*Set exercise:*
Swap "yellow bill" for "orange bill" in the lines running from the one that holds "Check that every instance of the duck's yellow" through the end of the listing, both ends included, and write those lines out again with everything else left as it is.

*Excerpt from a dataset:*
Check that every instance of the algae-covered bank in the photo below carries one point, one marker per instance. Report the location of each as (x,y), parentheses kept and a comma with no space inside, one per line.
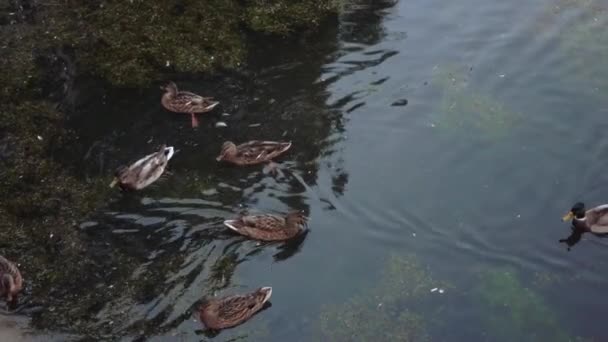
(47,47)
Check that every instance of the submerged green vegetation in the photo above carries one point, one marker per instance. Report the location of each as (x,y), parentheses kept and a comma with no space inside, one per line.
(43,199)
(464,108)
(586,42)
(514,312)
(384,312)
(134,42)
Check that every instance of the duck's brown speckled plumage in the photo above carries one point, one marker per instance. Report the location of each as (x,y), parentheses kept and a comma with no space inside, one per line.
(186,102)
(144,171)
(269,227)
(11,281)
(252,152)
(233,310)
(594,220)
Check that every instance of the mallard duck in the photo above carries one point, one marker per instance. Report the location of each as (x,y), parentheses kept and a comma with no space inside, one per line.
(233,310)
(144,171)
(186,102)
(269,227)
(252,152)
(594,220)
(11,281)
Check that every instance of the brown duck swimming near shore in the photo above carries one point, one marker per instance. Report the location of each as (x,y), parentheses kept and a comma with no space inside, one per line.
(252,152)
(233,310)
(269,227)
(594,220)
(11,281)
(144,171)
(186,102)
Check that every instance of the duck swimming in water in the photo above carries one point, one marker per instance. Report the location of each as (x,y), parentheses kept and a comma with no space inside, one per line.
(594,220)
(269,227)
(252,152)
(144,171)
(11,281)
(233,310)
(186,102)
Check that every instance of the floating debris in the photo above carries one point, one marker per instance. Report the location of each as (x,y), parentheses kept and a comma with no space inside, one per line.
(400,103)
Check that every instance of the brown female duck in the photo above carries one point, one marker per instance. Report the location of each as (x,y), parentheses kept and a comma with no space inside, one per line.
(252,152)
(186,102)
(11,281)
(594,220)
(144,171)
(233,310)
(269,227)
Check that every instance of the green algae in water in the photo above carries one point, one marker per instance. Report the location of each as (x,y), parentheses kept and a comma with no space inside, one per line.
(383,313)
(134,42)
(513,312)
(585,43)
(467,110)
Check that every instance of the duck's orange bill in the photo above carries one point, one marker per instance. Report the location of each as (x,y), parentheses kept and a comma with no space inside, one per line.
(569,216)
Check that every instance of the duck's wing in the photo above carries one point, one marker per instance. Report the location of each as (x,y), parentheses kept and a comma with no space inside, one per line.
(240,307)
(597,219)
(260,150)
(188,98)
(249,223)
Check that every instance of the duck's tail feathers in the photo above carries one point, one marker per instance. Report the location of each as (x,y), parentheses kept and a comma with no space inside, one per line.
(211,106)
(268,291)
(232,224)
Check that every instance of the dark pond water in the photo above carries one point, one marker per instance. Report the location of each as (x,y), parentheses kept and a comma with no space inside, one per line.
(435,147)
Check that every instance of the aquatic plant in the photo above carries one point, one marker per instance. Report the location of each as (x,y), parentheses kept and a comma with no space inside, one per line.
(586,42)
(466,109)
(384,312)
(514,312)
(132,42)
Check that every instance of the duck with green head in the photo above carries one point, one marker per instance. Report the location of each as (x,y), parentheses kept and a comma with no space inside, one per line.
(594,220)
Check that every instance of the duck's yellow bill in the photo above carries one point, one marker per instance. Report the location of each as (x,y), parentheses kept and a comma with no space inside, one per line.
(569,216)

*Task result:*
Check that every instance of the duck's orange bill in the photo above carries one point, one marker per instance. Report the location of each as (x,y), parentheses kept and a comma with no space inside, one per line.
(569,216)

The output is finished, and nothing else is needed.